### [Te beoordelen tekst]
::::::::::

Herzieningsverzoek vuurwerkramp
Door research-redacteur Hugo van der Parre
De rechtszaak rond de vuurwerkramp in Enschede moet worden heropend. Dat wil althans Rudi Bakker, één van de oud-directeuren van SE Fireworks. Zijn advocaat, John Peters, vraagt morgen bij de Hoge Raad om herziening van de rechtszaak tegen Bakker.
Bij de vuurwerkramp in 2000 kwamen 23 mensen om het leven en raakten 950 personen gewond.
De Hoge Raad zal alleen tot herziening overgaan als er een zogeheten novum wordt aangedragen. Een novum is een nieuw feit dat nog niet bekend was ten tijde van de rechtszaak en waarvan mag worden aangenomen dat het geleid zou hebben tot een lagere veroordeling of vrijspraak.

::::::::::

### [Wat te doen]
1. Schrijf uit de tekst over de vuurwerkramp letterlijk over van "Bij de vuurwerkramp" tot en met "veroordeling of vrijspraak.".
2. Ga verder met de tekst over de vuurwerkramp in Enschede, vanaf de plek waar die stopt.
Het materiaal dat hierna komt, speelt hierbij geen rol.

::::::::::

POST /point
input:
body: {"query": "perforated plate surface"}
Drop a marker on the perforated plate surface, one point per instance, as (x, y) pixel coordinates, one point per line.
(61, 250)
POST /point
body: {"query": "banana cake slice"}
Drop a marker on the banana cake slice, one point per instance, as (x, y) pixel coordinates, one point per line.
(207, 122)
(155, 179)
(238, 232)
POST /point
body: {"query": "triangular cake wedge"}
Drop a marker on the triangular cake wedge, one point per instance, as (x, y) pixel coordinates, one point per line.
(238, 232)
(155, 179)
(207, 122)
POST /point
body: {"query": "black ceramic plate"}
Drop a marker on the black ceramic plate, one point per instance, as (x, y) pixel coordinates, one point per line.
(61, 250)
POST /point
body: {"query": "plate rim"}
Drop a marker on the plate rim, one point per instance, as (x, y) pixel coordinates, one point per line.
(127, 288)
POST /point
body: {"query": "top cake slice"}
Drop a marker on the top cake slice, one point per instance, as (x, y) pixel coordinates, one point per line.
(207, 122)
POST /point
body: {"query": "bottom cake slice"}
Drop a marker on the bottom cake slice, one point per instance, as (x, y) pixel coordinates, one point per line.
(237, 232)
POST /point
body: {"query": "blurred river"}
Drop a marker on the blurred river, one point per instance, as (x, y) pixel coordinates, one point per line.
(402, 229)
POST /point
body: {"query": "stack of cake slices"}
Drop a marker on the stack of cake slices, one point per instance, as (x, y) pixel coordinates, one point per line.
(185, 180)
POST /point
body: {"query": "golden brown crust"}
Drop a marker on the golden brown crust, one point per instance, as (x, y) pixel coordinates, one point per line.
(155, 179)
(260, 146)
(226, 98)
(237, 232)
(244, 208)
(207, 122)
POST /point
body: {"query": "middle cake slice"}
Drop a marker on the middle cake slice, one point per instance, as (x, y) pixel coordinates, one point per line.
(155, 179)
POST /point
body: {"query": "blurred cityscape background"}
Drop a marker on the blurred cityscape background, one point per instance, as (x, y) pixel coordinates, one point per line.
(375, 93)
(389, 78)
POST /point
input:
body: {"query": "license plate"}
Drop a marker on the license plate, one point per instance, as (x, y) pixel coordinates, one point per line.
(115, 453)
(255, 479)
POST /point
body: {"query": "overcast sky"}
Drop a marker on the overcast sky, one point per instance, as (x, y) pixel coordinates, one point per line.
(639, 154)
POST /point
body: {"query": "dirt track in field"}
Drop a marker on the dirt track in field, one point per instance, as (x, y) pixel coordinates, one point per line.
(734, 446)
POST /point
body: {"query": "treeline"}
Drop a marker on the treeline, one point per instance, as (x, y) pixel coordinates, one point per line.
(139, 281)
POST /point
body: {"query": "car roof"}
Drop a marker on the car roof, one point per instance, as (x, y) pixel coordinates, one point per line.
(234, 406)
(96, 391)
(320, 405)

::::::::::

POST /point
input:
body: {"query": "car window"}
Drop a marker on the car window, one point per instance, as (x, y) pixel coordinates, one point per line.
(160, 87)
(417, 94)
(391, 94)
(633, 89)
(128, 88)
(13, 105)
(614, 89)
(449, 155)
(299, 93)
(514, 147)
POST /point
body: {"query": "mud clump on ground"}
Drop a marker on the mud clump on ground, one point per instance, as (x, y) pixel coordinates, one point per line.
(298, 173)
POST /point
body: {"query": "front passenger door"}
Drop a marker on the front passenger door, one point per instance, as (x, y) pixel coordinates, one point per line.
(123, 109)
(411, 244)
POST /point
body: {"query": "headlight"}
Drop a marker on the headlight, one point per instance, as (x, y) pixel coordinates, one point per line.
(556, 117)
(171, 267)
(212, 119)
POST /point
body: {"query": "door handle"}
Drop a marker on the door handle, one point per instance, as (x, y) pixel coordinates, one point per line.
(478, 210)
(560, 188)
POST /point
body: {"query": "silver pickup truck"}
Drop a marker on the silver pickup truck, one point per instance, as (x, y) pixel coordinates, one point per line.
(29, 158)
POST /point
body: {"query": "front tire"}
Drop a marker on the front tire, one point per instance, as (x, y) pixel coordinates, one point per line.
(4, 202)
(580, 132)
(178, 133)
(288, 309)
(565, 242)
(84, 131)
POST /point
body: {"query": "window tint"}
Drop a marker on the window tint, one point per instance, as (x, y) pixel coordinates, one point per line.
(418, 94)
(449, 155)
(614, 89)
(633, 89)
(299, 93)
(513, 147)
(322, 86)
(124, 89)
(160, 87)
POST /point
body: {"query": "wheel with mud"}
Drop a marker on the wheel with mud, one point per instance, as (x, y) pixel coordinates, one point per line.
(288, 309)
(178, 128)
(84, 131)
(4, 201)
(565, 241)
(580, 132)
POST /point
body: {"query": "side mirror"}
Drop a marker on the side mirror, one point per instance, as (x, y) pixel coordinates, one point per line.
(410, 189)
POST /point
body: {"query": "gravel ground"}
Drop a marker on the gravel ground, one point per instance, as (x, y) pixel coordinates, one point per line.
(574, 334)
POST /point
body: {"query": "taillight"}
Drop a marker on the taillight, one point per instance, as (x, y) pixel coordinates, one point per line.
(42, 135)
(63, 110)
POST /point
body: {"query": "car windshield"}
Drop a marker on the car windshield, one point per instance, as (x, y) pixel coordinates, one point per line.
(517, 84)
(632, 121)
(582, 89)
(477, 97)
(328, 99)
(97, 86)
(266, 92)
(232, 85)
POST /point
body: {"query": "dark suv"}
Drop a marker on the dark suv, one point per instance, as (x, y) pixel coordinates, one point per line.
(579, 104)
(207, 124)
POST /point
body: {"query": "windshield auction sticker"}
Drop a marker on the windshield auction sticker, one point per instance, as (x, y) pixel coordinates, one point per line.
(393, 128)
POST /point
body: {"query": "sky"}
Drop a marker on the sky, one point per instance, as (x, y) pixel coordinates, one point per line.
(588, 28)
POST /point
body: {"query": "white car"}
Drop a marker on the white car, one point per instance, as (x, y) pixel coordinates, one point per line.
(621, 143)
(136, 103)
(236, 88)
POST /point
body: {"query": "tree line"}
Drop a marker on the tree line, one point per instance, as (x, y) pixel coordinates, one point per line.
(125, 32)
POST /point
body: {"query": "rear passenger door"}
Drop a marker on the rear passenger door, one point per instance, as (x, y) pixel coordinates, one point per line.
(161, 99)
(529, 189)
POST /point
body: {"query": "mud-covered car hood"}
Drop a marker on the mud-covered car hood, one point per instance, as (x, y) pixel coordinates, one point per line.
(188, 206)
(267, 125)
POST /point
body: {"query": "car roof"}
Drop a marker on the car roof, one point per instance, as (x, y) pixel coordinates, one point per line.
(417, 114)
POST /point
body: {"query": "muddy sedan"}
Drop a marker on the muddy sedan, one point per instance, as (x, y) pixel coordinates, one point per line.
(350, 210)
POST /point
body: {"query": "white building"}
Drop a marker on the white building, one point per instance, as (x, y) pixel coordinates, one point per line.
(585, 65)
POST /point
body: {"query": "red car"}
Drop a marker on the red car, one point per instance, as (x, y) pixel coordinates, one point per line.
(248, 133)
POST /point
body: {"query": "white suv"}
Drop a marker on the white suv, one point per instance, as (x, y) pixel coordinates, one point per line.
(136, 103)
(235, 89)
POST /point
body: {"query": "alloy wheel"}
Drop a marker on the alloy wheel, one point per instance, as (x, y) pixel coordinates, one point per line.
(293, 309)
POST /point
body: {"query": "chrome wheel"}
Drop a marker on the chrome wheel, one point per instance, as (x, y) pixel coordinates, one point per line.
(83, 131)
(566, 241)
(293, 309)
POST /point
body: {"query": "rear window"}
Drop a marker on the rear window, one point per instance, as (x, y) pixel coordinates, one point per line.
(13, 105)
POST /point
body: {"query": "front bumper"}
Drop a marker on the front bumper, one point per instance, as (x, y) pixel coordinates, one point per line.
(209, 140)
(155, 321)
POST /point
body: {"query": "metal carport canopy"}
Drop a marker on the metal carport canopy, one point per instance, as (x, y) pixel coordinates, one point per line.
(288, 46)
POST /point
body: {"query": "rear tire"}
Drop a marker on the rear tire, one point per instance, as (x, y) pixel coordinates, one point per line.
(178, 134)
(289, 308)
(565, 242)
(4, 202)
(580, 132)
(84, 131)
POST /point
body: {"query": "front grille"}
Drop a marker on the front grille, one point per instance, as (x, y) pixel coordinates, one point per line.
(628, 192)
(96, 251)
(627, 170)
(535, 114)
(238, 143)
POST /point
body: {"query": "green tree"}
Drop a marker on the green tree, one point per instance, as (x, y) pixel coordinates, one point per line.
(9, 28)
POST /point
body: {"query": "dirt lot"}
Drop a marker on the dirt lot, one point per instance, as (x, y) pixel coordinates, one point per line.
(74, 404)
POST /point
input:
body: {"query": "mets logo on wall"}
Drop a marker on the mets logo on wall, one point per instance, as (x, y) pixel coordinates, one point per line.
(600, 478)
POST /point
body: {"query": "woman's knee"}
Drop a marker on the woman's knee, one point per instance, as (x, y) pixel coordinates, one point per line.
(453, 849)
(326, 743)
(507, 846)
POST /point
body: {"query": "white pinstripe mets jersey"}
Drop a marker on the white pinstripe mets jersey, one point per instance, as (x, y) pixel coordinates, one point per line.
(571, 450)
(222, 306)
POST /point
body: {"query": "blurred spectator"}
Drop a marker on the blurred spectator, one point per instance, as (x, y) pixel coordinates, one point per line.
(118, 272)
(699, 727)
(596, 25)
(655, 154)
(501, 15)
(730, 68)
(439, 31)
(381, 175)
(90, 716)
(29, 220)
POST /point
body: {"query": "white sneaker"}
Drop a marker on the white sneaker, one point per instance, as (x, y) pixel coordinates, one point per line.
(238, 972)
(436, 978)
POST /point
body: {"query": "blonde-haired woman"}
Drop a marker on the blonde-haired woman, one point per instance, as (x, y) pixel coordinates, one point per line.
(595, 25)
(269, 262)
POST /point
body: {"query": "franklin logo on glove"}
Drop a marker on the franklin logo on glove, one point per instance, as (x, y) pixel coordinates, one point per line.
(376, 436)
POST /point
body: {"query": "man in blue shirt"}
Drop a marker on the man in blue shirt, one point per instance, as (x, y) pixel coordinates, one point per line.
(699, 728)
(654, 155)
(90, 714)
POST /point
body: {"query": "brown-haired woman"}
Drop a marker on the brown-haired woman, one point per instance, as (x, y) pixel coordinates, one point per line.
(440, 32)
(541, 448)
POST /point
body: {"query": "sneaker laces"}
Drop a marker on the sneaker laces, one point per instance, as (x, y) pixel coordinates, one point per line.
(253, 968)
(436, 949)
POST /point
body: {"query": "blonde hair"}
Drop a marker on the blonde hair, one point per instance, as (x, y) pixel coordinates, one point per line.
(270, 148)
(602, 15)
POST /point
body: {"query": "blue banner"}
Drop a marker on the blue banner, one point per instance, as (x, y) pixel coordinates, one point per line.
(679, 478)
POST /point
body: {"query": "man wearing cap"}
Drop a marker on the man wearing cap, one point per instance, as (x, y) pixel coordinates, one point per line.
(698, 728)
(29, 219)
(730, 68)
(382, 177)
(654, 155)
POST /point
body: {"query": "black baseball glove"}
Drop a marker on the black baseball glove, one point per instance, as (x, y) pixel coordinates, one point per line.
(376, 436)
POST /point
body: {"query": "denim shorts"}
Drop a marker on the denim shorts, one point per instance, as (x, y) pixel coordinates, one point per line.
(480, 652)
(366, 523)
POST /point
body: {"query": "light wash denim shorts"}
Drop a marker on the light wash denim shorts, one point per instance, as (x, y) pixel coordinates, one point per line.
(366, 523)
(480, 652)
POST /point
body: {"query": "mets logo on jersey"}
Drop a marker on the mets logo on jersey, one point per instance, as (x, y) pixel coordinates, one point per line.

::::::::::

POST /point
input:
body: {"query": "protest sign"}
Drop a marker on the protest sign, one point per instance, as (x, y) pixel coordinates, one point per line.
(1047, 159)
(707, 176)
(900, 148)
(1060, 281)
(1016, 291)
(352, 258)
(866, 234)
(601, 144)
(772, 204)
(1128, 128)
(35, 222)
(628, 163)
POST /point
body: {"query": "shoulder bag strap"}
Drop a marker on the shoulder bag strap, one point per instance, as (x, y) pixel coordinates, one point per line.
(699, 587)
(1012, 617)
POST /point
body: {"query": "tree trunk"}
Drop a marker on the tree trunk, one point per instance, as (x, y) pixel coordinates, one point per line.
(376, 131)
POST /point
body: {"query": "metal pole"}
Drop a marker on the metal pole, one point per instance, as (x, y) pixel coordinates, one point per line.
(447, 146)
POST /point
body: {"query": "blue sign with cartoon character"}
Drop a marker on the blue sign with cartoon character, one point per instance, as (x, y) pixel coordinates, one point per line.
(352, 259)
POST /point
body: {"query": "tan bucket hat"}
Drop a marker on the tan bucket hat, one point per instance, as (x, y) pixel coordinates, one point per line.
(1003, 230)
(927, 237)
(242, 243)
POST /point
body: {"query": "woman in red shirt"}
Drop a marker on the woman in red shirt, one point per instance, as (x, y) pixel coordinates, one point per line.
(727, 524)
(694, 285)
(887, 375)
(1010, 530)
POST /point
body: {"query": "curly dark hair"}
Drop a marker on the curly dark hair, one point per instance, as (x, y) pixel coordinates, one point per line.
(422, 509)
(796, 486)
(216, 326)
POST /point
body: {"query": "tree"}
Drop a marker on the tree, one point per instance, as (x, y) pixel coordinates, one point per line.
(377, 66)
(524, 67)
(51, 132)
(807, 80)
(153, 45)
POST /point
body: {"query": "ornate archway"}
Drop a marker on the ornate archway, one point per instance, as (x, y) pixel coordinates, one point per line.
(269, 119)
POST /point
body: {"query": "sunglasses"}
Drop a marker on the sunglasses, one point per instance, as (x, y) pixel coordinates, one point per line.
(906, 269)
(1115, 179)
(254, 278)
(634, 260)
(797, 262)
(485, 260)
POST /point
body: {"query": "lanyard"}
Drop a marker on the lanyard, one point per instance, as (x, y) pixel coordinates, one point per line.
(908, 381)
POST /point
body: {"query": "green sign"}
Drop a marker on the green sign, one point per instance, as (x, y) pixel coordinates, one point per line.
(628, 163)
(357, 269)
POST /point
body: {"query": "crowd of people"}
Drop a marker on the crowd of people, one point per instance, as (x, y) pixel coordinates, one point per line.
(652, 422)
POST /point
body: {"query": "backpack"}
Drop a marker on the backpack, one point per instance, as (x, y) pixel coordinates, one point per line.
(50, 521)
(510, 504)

::::::::::

### [Gegeven antwoorden]
1.
Bij de vuurwerkramp in 2000 kwamen 23 mensen om het leven en raakten 950 personen gewond.
De Hoge Raad zal alleen tot herziening overgaan als er een zogeheten novum wordt aangedragen. Een novum is een nieuw feit dat nog niet bekend was ten tijde van de rechtszaak en waarvan mag worden aangenomen dat het geleid zou hebben tot een lagere veroordeling of vrijspraak.

2.
Advocaat Peters meent dat er meer dan genoeg aanleiding is voor een herzieningsverzoek. De afgelopen jaren zijn er na langlopende WOB-procedures verschillende onderzoeksrapporten beschikbaar gekomen, onder meer het rapport van de Rijksrecherche (.pdf) en drie rapporten van Bureau Interne Zaken (BIZ). Beide diensten deden onderzoek naar de handelwijze van het Tolteam, de groep rechercheurs die het oorspronkelijke politie-onderzoek naar de Vuurwerkramp heeft gedaan.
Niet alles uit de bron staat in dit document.